# Is it ok?



## Shaun843 (Jun 7, 2013)

*New tank, Alot of questions..plz help*

*saltwater* CYCLE START DATE AUG 3rd

So I finally got my 30 gal jbj rimless setup and I added 20lbs of live sand and only 1.6lbs of live rock. I currently have 15lbs of dry rock on order should be here by the end of the week. I'm going to seed the dry rock with live rock another 15lbs(currently do not have yet). Im not sure if Id even be able to have beneficial bacteria in the tank until I get the other 15lbs of live rock...ugh

I will be also throwing in my koralia evolution 550 in the tank tuesday night...the powerheads up top are just not enough. DO you think the 550 will be enough current and movement in my 30 gal?

I currently have a nanozap 3 watt uv sterilizer, I was thinking maybe I should wait until after the cycle completes and after adding live stock before running this...IS that right?

So another question is I have a bag of chempure elite in the back filtration area, is it ok to leave it there or should I take it out considering Im starting my tank cycle process. Its been in there for 2 days now.

Also with little amount of live rock and 20 lbs of live sand is the tank still going to cycle ok? Also when I add the live rock down the road, I expect to have another ammonia and nitrite and nitrate spike right?

Also should I start adding anykind of KH buffer now during the cycle as well as any trace elements? Just kind of weiry through this process...

So many questions and dont know what to do!!!!??? lol Any advice would be great!

- **Excerpted records**:
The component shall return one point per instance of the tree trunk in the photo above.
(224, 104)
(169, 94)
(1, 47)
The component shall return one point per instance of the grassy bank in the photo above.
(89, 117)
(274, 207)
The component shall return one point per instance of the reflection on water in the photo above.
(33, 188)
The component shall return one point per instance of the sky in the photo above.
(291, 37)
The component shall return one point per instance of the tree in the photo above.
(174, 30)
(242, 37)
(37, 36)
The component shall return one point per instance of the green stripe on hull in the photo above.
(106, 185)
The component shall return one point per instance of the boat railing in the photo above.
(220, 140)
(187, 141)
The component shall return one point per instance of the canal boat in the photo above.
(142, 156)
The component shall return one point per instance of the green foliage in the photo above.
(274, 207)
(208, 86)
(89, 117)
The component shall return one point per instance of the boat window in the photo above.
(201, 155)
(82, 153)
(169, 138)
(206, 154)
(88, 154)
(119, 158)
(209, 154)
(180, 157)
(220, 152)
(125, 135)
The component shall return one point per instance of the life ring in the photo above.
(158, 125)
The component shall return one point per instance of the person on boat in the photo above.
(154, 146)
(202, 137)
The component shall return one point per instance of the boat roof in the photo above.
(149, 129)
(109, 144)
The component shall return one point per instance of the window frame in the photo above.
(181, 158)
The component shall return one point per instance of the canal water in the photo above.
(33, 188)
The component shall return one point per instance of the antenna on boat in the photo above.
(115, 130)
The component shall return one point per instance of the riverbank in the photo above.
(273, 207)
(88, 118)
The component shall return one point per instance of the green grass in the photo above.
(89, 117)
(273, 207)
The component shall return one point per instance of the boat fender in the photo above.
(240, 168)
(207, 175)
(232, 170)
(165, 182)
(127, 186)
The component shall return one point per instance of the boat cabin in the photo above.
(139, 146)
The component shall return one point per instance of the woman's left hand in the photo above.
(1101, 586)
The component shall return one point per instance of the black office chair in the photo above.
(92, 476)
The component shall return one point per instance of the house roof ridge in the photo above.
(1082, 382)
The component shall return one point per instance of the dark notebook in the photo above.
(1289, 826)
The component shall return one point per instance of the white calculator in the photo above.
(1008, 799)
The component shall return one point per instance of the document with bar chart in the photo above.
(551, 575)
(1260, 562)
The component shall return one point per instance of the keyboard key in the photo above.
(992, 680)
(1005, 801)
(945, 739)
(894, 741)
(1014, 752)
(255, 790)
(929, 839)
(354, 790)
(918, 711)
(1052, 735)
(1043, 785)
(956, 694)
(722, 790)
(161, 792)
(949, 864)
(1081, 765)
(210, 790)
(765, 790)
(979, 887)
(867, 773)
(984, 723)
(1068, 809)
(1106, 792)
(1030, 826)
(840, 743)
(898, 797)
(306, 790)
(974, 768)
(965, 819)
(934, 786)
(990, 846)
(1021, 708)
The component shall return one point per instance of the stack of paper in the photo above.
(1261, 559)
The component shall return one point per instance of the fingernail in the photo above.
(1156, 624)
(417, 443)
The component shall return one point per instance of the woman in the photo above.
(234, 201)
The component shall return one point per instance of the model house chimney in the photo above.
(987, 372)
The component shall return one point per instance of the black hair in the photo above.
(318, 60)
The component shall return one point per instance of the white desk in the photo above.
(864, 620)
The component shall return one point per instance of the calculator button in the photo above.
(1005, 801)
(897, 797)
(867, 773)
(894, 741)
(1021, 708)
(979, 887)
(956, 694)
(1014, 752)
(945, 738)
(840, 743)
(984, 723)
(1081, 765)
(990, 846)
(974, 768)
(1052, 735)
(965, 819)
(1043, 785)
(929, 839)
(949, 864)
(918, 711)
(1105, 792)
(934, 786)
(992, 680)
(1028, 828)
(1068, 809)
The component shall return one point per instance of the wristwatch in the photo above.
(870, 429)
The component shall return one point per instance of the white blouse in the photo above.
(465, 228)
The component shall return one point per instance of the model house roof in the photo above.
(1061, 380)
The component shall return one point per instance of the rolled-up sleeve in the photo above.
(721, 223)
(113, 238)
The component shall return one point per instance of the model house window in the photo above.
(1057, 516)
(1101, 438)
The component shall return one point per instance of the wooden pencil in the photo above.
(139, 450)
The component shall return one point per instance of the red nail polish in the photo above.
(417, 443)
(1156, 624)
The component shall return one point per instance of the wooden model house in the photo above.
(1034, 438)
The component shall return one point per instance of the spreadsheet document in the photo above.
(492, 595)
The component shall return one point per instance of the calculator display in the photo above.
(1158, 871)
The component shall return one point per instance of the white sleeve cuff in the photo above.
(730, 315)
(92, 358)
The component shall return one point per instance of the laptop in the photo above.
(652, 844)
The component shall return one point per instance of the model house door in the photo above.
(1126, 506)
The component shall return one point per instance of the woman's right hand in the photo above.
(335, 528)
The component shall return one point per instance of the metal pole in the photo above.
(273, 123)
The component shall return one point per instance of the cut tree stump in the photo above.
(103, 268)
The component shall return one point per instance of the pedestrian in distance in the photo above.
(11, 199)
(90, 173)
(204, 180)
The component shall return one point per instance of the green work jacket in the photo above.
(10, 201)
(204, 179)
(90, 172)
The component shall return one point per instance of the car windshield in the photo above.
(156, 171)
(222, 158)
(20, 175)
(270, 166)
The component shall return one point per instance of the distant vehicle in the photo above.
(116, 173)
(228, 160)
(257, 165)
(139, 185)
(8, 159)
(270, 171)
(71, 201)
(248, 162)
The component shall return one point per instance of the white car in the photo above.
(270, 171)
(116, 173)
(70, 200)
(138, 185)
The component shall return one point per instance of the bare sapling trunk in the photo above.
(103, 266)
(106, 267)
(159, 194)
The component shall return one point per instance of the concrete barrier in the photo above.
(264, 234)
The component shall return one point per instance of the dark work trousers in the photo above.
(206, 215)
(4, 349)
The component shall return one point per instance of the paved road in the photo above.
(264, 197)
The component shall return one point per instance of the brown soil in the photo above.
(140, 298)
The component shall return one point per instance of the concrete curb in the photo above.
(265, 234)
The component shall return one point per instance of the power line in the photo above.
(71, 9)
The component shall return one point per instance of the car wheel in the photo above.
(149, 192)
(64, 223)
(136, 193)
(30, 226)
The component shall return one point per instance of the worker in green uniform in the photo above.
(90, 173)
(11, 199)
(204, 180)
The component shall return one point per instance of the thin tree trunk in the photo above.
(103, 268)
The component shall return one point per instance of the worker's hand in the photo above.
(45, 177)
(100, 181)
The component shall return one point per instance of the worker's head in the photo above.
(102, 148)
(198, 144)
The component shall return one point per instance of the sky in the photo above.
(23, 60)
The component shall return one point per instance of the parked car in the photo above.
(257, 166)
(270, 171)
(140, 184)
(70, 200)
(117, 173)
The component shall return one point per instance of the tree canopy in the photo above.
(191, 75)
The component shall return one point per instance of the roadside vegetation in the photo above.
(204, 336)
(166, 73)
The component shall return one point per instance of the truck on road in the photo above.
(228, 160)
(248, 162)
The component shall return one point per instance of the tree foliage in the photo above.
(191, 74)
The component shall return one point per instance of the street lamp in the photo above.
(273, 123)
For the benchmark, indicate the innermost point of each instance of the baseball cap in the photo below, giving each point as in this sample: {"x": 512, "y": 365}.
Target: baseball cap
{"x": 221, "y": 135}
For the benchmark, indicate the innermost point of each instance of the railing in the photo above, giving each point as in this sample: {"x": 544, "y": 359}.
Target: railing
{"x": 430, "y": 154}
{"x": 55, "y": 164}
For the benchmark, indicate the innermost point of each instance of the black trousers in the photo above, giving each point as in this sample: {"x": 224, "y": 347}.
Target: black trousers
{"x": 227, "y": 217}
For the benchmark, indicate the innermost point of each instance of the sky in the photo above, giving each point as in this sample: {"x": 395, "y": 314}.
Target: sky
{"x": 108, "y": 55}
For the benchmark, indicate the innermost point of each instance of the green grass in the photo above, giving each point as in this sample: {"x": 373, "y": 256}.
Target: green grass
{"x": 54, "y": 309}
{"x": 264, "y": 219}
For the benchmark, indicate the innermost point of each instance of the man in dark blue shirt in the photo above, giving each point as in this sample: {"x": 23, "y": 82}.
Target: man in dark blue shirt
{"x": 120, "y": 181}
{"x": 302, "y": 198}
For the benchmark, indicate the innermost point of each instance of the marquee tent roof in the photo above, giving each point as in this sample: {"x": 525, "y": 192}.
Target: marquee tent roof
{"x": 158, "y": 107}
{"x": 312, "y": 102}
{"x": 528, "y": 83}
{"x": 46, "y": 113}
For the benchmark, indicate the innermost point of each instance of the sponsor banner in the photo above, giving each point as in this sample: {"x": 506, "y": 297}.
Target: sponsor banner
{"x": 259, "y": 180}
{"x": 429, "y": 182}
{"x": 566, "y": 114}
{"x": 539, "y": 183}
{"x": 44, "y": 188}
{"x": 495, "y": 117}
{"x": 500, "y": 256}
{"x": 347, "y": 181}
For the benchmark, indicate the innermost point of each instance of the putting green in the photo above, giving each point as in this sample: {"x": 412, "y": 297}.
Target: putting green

- **Complete the following**:
a) In the forum post, why does the writer plan to put the Koralia Evolution 550 in the tank? Answer in one to three sentences.
b) Answer these questions from the forum post:
(i) How much live sand did the writer add to the tank?
(ii) What wattage is the writer's Nanozap UV sterilizer?
(iii) How long has the bag of Chempure Elite been in the back filtration area?

- **Answers for the exercise**:
a) The writer plans to put the Koralia Evolution 550 in the tank because the powerheads up top are not enough.

b)
(i) 20 lbs
(ii) 3 watts
(iii) 2 days